**Records to process**
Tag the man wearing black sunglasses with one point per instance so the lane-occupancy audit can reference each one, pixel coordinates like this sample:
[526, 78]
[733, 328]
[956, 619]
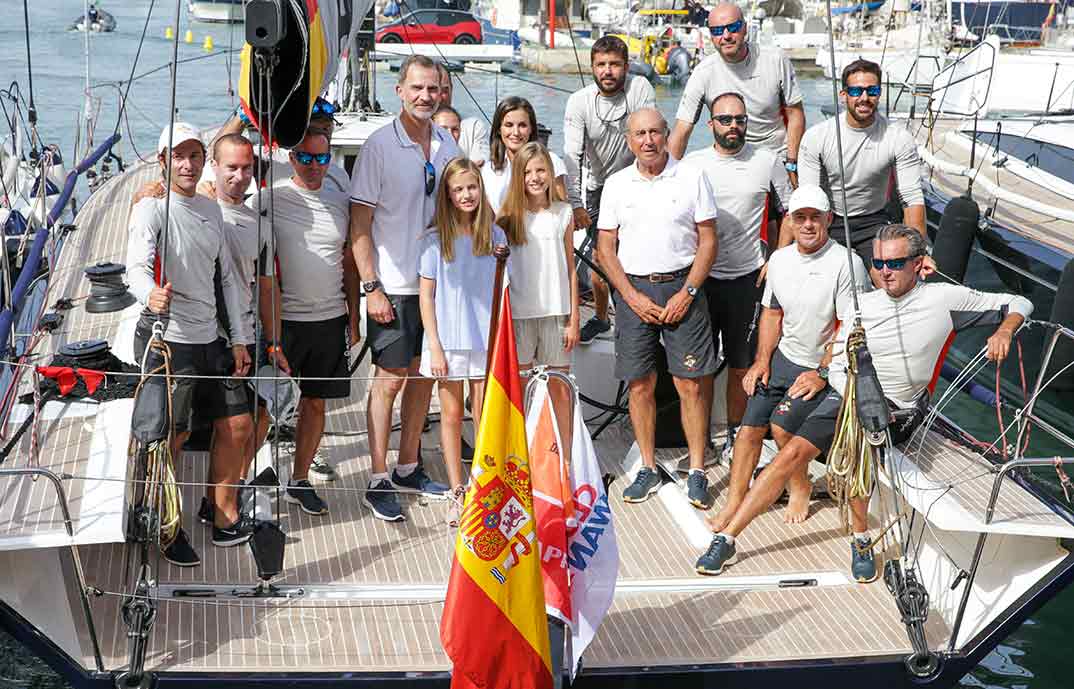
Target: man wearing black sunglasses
[908, 324]
[874, 151]
[742, 176]
[765, 78]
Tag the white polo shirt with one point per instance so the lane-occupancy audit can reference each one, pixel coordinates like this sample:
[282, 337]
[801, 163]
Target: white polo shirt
[390, 177]
[741, 182]
[656, 218]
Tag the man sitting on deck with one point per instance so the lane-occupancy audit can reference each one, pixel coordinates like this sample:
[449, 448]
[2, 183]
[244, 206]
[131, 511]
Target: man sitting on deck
[908, 325]
[788, 376]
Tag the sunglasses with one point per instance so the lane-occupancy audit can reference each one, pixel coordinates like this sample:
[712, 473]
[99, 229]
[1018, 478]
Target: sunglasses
[727, 119]
[856, 91]
[306, 158]
[323, 107]
[734, 27]
[430, 178]
[893, 264]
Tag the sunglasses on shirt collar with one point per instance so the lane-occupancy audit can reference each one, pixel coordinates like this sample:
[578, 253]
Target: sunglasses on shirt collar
[430, 178]
[856, 91]
[734, 27]
[306, 158]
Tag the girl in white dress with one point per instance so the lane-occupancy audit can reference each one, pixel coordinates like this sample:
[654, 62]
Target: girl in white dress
[458, 272]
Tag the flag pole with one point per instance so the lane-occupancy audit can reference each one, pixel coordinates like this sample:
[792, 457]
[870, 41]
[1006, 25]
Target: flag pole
[501, 253]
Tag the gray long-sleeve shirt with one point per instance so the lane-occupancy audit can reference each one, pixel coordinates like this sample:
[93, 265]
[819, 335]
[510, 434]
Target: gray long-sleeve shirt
[599, 125]
[196, 246]
[870, 155]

**Problem to solve**
Retype the records in full, exactly as given, and omit the pictures.

**Exercise solution**
Tag the man wearing black sunglasses with one point per instance so the lane-occupancy audit can reference each one, pixel coordinates like this sample:
[526, 78]
[733, 328]
[956, 619]
Target: man wearing black sunglasses
[908, 324]
[874, 151]
[742, 176]
[765, 78]
Tag the white polo shirt with one point per instance so the lane-occupancy audit can reference each one, pixel coordinates like this sample:
[282, 337]
[801, 163]
Target: white polo shirt
[390, 177]
[741, 182]
[656, 218]
Tag the man sitting on deck with one point per instance so the lane-occupancy audit can reference each one, pixel coordinates like this sample:
[449, 448]
[2, 183]
[244, 206]
[131, 511]
Target: man sitting on deck
[908, 325]
[788, 376]
Tag the sunglasses with one point per instance so the lane-occupancy audit can reference each one, pixel coordinates like this sample:
[712, 473]
[99, 229]
[1018, 478]
Target: sunglasses
[727, 119]
[856, 91]
[306, 158]
[323, 107]
[734, 27]
[430, 178]
[893, 264]
Tag the sunglasses on shirt collar with one point per instance so the lane-occupancy audit can reference each one, pixel coordinates like this sample:
[578, 253]
Target: sunglasses on shirt collar
[430, 178]
[856, 91]
[734, 27]
[306, 158]
Tag the girl in white dress with one point per instance so the lane-occupancy audit can reference each one, pixel coordinates like this sample:
[654, 62]
Target: girl in white dress
[458, 272]
Tag the flag pole with one point per instance so the lane-occupancy audit can reference each one, pixel coordinates like this sample:
[792, 457]
[870, 41]
[1006, 25]
Target: flag pole
[501, 253]
Tag the gray long-sleeve shirt with one point per instance so the lane-occupancy audit can reference each one, pixel coordinates like this sample:
[93, 265]
[819, 335]
[510, 434]
Target: gray long-sleeve shirt
[599, 125]
[196, 246]
[870, 155]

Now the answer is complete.